**Assignment:** Your answer should be every line below that includes the word "space".

Data items:
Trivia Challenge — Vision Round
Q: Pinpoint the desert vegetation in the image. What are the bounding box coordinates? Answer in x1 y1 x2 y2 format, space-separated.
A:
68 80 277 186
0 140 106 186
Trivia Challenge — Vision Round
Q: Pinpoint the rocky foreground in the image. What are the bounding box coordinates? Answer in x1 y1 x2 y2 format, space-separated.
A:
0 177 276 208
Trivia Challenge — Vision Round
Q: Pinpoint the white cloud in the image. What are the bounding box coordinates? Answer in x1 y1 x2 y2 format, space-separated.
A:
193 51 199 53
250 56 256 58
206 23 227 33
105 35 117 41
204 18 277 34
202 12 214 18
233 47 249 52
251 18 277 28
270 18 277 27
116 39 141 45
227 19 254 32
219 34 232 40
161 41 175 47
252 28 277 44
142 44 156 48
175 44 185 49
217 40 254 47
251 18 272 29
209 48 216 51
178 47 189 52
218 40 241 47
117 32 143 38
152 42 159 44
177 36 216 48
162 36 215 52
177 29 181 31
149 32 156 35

* * *

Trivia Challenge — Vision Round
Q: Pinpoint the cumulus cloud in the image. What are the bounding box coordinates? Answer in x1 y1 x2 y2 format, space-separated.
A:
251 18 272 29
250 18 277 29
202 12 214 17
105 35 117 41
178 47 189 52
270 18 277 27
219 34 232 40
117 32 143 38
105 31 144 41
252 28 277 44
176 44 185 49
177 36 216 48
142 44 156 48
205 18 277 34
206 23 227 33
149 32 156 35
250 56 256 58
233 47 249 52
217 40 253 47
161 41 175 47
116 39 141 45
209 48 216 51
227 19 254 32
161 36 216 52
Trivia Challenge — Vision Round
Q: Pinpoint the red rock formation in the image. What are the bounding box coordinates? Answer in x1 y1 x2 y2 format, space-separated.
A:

**Response to this task:**
Q: Pinpoint the desert vegetation in the image. What are the bounding box coordinates? Answer in x1 y1 x2 y2 format, space-separated.
Q: Pinpoint the rocky foreground in the image. What are the bounding box coordinates? Answer in x1 y1 x2 y2 format, space-separated.
Q: Pinpoint the white cloud in the image. What are the bounding box coordinates? Answer in x1 y1 x2 y2 format, space-separated.
Q: Pinpoint the cumulus cloud in the image. What are the bounding box coordinates? Answer in x1 y1 x2 y2 format, space-separated.
Q: Pinpoint the red rock formation in the image. What are the bounding box coordinates? Answer in x1 y1 x2 y2 format, space-separated.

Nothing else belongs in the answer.